*Reading text*:
Struct Chart 

pub struct Chart { /* private fields */ }

The chart representation.

Anatomy of a Chart

A chart is a collection of different components, each of which is responsible for rendering a specific part of the chart. Below is a sample chart with a few components:

                   Sales Report
  |                                                        # coffee
30|                  x                                     x juice
  |      @           x             @                       @ milk
20|    # @           x@           x@          #
  |    #x@          #x@          #x@          #x
10|    #x@          #x@          #x@          #x@
  |    #x@          #x@          #x@          #x@
 0+-----------------------------------------------------
       Jan          Feb          Mar          Apr

The chart above has the following components: an x axis, an y axis, a title on the top center, and a legend on the top right.

The creation of charts in Charming is done in a builder-like fashion. Once you get a hang of this pattern, you will find that it is very easy to compose a chart. For instance, the following code snippet shows how to create the chart above:

use charming::Chart;
use charming::component::{Axis, Legend, Title};

let chart = Chart::new()
    .title(Title::new().text("Sales Report"))
    .x_axis(Axis::new().data(vec!["Jan", "Feb", "Mar", "Apr"]))
    .y_axis(Axis::new())
    .legend(Legend::new().data(vec!["coffee", "juice", "milk"]));

Components of a Chart

The following sections describe the components of a chart in detail.

Title

Title is the title of a chart, including main title and subtitle. A chart can have multiple titles, which is useful when you want to show multiple sub- charts in a single chart.

use charming::Chart;
use charming::component::Title;

let chart = Chart::new()

*Extracted data*:

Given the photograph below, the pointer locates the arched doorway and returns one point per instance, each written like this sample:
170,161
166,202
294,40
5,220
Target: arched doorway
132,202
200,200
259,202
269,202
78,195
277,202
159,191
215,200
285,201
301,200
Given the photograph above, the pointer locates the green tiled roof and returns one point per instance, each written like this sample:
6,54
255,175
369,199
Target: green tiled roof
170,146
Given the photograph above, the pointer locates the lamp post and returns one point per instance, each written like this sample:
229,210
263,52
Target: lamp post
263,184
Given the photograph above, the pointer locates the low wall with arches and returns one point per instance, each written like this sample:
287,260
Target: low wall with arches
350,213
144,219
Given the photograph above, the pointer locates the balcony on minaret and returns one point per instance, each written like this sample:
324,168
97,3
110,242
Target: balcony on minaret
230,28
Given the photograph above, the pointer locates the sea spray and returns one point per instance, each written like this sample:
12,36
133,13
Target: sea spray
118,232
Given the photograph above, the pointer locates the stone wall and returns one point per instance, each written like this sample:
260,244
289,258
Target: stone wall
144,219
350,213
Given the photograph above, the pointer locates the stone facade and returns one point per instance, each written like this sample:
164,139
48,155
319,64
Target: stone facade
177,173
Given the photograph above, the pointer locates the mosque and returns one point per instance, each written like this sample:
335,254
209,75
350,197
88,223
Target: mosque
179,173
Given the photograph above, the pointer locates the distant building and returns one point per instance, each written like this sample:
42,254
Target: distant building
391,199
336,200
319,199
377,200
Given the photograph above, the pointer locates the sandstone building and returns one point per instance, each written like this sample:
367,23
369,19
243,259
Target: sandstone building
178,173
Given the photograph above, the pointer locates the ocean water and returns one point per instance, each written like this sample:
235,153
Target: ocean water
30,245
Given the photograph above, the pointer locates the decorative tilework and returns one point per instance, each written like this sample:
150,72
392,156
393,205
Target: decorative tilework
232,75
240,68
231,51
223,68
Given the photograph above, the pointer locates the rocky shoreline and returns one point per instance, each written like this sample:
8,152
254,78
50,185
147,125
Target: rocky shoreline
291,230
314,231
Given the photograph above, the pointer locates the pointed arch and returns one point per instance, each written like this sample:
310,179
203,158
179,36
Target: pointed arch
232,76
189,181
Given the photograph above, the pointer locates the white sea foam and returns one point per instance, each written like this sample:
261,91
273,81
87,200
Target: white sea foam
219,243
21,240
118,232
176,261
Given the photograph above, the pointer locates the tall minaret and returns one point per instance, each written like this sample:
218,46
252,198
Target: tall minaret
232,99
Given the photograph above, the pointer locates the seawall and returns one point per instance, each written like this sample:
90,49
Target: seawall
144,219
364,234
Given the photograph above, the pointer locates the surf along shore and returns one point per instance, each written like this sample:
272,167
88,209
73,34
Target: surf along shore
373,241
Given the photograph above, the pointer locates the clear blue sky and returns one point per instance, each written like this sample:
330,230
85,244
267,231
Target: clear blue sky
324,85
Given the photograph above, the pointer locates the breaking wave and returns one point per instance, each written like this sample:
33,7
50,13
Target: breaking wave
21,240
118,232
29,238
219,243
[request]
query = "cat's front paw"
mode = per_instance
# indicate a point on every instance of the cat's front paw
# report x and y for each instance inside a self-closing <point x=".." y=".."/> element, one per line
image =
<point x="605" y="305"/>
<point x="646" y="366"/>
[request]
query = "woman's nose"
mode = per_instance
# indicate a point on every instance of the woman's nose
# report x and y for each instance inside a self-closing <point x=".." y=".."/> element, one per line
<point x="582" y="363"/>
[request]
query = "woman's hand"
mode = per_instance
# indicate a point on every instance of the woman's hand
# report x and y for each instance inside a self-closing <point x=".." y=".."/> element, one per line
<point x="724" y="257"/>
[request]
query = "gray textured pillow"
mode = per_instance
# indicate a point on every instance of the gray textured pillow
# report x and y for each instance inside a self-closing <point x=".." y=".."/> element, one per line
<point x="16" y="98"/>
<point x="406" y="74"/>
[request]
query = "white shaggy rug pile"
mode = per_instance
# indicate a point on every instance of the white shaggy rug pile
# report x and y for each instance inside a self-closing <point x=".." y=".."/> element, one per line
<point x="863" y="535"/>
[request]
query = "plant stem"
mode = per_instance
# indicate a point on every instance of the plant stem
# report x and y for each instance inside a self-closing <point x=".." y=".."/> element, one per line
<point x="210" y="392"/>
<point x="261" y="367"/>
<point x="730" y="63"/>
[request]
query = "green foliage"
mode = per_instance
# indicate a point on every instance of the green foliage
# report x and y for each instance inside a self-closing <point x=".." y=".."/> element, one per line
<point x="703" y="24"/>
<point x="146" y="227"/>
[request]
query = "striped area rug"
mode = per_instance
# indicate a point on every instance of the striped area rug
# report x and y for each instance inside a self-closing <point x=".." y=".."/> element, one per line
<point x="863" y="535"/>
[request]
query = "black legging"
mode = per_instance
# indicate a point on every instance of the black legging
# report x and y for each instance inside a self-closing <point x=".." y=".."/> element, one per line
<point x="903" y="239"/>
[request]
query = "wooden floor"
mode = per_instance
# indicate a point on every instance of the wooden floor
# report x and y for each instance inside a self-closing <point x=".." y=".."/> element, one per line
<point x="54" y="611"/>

*Exercises to complete*:
**1)** In the Charming chart documentation, reproduce the passage between "The following sections" and "a single chart.", inclusive, substituting "caption" for "subtitle".
**2)** According to the Charming chart documentation, in what fashion are charts created in Charming?
**3)** Continue the Charming chart documentation from where it stops.

*Exercise results*:
**1)**
The following sections describe the components of a chart in detail.

Title

Title is the title of a chart, including main title and caption. A chart can have multiple titles, which is useful when you want to show multiple sub- charts in a single chart.

**2)** In a builder-like fashion.

**3)**
    .title(Title::new().text("Sales Report"));

Legend

Legend is the legend of a chart, which is used to show the meaning of the symbols and colors in the chart. A chart can have multiple legends.

use charming::Chart;
use charming::component::Legend;

let chart = Chart::new()
    .legend(Legend::new().data(vec!["coffee", "juice", "milk"]));

Grid

Grid is the background grid in a cartesian coordinate system. A chart can have multiple grids.

use charming::Chart;
use charming::component::Grid;

let chart = Chart::new()
    .grid(Grid::new());

X Axis and Y Axis

Axis is the axis in a cartesian coordinate system.

use charming::Chart;
use charming::component::Axis;

let chart = Chart::new()
    .x_axis(Axis::new().data(vec!["Jan", "Feb", "Mar", "Apr"]))
    .y_axis(Axis::new());

Polar Coordinate

PolarCoordinate is the polar coordinate system. Polar coordinate can be used in scatter and line charts. Every polar coordinate has an AngleAxis and a RadiusAxis.

Radar Coordinate

RadarCoordinate is the radar coordinate system. Radar coordinate can be in radar charts.

Data Zoom

DataZoom is used for zooming a specific area, which enables user to view data in different scales. A chart can have multiple data zooms.

Visual Map

VisualMap is a visual encoding component. It maps data to visual channels, such as color, symbol size or symbol shape. A chart can have multiple visual maps.

Tooltip

Tooltip is a floating box that appears when user hovers over a data item.

AxisPointer

AxisPointer is a tool for displaying reference line and axis value under mouse pointer.

Toolbox

Toolbox is a feature toolbox that includes data view, save as image, data zoom, restore, and reset.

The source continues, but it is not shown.